Skip to content

mangodxd/youtube-auto-dub

Folders and files

NameName
Last commit message
Last commit date

Latest commit

 

History

24 Commits
 
 
 
 
 
 
 
 
 
 
 
 
 
 
 
 

Repository files navigation

youtube-auto-dub

A Python pipeline that takes a YouTube URL and spits out a dubbed/subtitled video. Feed it a link, pick a target language, and it handles the rest — downloading, transcribing, translating, synthesizing speech, and rendering the final video.

We built this because existing tools were either too manual, too expensive, or too locked-in. This one runs locally, stays free, and gives you full control over the output.


How it works

YouTube URL → Download → Transcribe (Whisper) → Chunk → Translate → TTS → Mix → Render
  1. Download — pulls video and audio via yt-dlp
  2. Transcribe — runs Whisper ASR to get timestamped text
  3. Chunk — splits transcript into natural speech segments (respects silence gaps, max 10s)
  4. Translate — sends segments to Google Translate (RPC method, falls back to scraping)
  5. TTS — synthesizes each segment using Edge TTS with the appropriate voice
  6. Mix — overlays TTS audio on top of the original, ducked by 12dB
  7. Render — burns subtitles and/or swaps the audio track via FFmpeg

Getting started

Prerequisites

  • Python 3.8+
  • FFmpeg in your PATH
  • (Optional) CUDA for faster Whisper inference
# macOS
brew install ffmpeg

# Ubuntu/Debian
sudo apt install ffmpeg

# Windows — grab a build from https://ffmpeg.org/download.html

Install

git clone https://github.com/mangodxd/youtube-auto-dub.git
cd youtube-auto-dub
pip install -r requirements.txt

For GPU support:

pip install torch torchvision torchaudio --index-url https://download.pytorch.org/whl/cu118

Usage

# Dub + subtitles in Vietnamese (default)
python main.py "https://youtube.com/watch?v=VIDEO_ID"

# Just subtitles, in Spanish
python main.py "https://youtube.com/watch?v=VIDEO_ID" --mode sub --lang es

# Dubbing only, French, female voice
python main.py "https://youtube.com/watch?v=VIDEO_ID" --mode dub --lang fr --gender female

# Different languages for subs and dub
python main.py "https://youtube.com/watch?v=VIDEO_ID" --mode both --lang_sub en --lang_dub vi

# Age-restricted or private video — pull cookies from your browser
python main.py "https://youtube.com/watch?v=VIDEO_ID" --lang es --browser chrome

All options

Flag Short Description
url YouTube URL (required)
--mode -m sub, dub, or both (default: both)
--lang -l Target language for both sub and dub
--lang_sub -ls Override subtitle language
--lang_dub -ld Override dubbing language
--gender -g male or female voice (default: female)
--whisper_model -wm tiny, base, small, medium
--browser -b Cookie source: chrome, edge, firefox

Language & voice config

Voices are mapped in language_map.json. Edit it to change defaults or add new languages:

{
  "es": {
    "name": "Spanish",
    "voices": {
      "female": ["es-ES-ElviraNeural"],
      "male": ["es-ES-JorgeNeural"]
    }
  }
}

Common codes: es · fr · de · it · pt · ja · ko · zh · ar · hi · ru · vi · th


Project structure

youtube-auto-dub/
├── main.py                 # Entry point, CLI, pipeline orchestration
├── language_map.json       # Language → voice mappings
├── requirements.txt
└── src/
    ├── models.py           # Dataclasses (SubtitleSegment, ProjectContext)

## DATA EXCERPTS
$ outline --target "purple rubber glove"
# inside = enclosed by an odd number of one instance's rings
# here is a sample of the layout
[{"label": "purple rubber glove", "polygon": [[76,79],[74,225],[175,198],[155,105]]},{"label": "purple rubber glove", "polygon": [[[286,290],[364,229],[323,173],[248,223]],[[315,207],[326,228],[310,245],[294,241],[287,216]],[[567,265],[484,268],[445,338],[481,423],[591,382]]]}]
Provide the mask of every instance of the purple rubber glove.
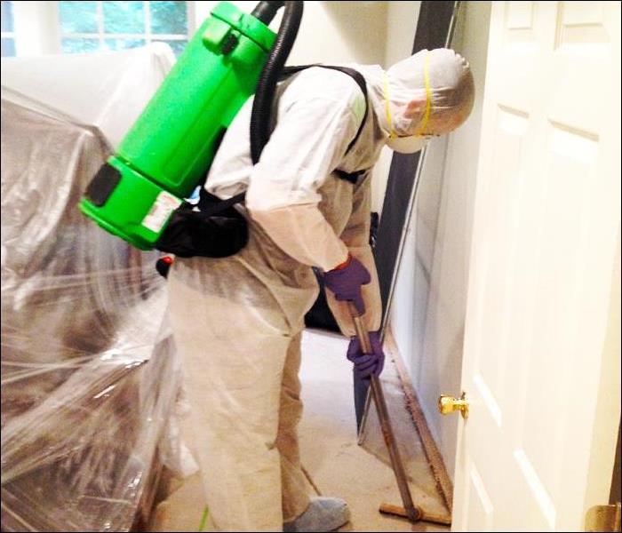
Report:
[{"label": "purple rubber glove", "polygon": [[365,313],[365,304],[361,294],[361,285],[371,282],[371,276],[356,258],[349,257],[346,266],[329,270],[324,274],[324,284],[339,301],[352,301],[361,314]]},{"label": "purple rubber glove", "polygon": [[363,354],[357,337],[353,337],[347,346],[347,359],[355,363],[355,379],[370,379],[371,375],[379,376],[385,366],[385,353],[380,344],[380,334],[370,331],[372,354]]}]

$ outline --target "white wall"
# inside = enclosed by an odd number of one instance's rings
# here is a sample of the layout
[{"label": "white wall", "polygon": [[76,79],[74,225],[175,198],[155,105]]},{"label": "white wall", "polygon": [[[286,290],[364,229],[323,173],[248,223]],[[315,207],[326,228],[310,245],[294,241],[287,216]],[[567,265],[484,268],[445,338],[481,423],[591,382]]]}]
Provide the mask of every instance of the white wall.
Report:
[{"label": "white wall", "polygon": [[486,68],[489,2],[462,5],[452,47],[470,62],[476,101],[468,121],[427,149],[390,317],[448,472],[453,477],[458,416],[442,417],[441,394],[459,396],[474,186]]},{"label": "white wall", "polygon": [[17,55],[37,56],[60,52],[56,2],[13,2]]}]

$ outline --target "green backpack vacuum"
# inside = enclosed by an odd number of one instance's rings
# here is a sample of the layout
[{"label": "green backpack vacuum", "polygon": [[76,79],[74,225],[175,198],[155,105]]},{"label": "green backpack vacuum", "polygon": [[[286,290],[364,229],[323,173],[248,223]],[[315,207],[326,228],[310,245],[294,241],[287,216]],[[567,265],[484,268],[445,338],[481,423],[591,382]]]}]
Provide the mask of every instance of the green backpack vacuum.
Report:
[{"label": "green backpack vacuum", "polygon": [[[259,2],[250,14],[217,4],[89,184],[82,212],[140,250],[224,257],[243,247],[245,221],[232,207],[243,195],[222,202],[202,192],[201,210],[185,199],[203,182],[224,132],[253,93],[251,152],[259,161],[302,4]],[[275,34],[268,25],[283,6]]]}]

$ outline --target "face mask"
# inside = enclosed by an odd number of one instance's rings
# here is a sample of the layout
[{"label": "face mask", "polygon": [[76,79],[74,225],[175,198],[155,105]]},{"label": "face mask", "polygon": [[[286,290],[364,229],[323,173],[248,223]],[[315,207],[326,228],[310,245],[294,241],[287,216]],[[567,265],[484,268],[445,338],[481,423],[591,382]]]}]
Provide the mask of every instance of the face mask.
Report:
[{"label": "face mask", "polygon": [[419,152],[427,144],[426,137],[395,137],[387,139],[387,146],[400,154],[414,154]]}]

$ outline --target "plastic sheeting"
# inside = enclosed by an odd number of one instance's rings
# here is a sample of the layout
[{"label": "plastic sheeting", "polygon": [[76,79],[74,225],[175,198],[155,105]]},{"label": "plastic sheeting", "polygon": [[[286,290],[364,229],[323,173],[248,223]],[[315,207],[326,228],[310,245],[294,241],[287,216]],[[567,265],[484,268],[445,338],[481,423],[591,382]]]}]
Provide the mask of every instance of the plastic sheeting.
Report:
[{"label": "plastic sheeting", "polygon": [[[48,58],[38,78],[28,75],[30,94],[10,76],[28,68],[3,60],[3,531],[129,530],[160,465],[184,467],[172,417],[181,372],[158,254],[132,249],[77,208],[111,149],[95,125],[123,136],[171,66],[158,53],[78,57],[74,68],[72,58]],[[47,98],[56,60],[66,91]],[[116,65],[118,87],[107,64]],[[139,96],[124,99],[147,71]],[[106,87],[90,104],[85,74]]]}]

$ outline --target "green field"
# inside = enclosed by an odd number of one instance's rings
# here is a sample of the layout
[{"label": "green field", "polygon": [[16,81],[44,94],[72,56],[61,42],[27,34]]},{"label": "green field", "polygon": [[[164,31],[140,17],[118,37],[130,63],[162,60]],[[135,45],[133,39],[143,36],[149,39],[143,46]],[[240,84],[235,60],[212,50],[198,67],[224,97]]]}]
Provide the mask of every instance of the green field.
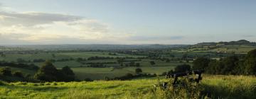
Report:
[{"label": "green field", "polygon": [[[256,77],[240,76],[203,76],[200,94],[211,98],[255,98]],[[161,79],[160,82],[166,81]],[[93,82],[3,83],[0,82],[1,98],[184,98],[152,90],[156,79],[132,81],[97,81]],[[183,96],[185,95],[185,96]]]},{"label": "green field", "polygon": [[[53,57],[55,54],[55,57]],[[117,55],[110,55],[106,52],[54,52],[54,53],[39,53],[39,54],[5,54],[5,57],[0,57],[0,60],[6,60],[9,62],[16,62],[17,59],[23,59],[24,60],[33,60],[37,59],[61,59],[70,58],[88,58],[90,57],[139,57],[144,56],[137,56],[124,54],[117,54]]]},{"label": "green field", "polygon": [[105,76],[109,78],[122,76],[127,73],[135,74],[135,69],[137,68],[141,68],[143,73],[160,75],[163,72],[173,69],[174,67],[175,66],[142,66],[126,67],[122,69],[79,67],[72,68],[72,69],[78,79],[91,78],[100,80],[105,79]]}]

## WHAT IS ASKED
Resume the youtube-auto-dub README after its last line. The material has no connection to the youtube-auto-dub README.

## OUTPUT FOR THIS TASK
    ├── youtube.py          # yt-dlp wrapper, audio extraction
    ├── media.py            # Chunking, SRT generation, audio mixing, FFmpeg render
    ├── googlev4.py         # Google Translate (RPC + scrape fallback)
    ├── tts.py              # Edge TTS synthesis
    └── ui.py               # Rich console logger

.cache/                     # Downloaded videos (persists between runs)
output/                     # Final rendered videos
temp/                       # Intermediate files (cleared each run)

Known issues & workarounds

FFmpeg not found Add FFmpeg to your system PATH. Run ffmpeg -version to verify.

CUDA out of memory Switch to a smaller model: --whisper_model tiny or --whisper_model base. The pipeline auto-selects base on CPU and small on GPU if you don't specify.

Translation splitting wrong The batch translator joins segments with a delimiter and splits on it after. If the translated text collapses the delimiter, it falls back to translating each segment individually. Slower but accurate.

YouTube rate-limited or auth errors Close your browser fully before running with --browser chrome. If that still fails, export a cookies.txt file via a browser extension and pass it with yt-dlp's --cookies option directly (you'd need to patch youtube.py for now — PRs welcome).

TTS file too small / silent audio Usually a bad language code or a voice that's region-restricted. Double check your language_map.json entry and try the other gender.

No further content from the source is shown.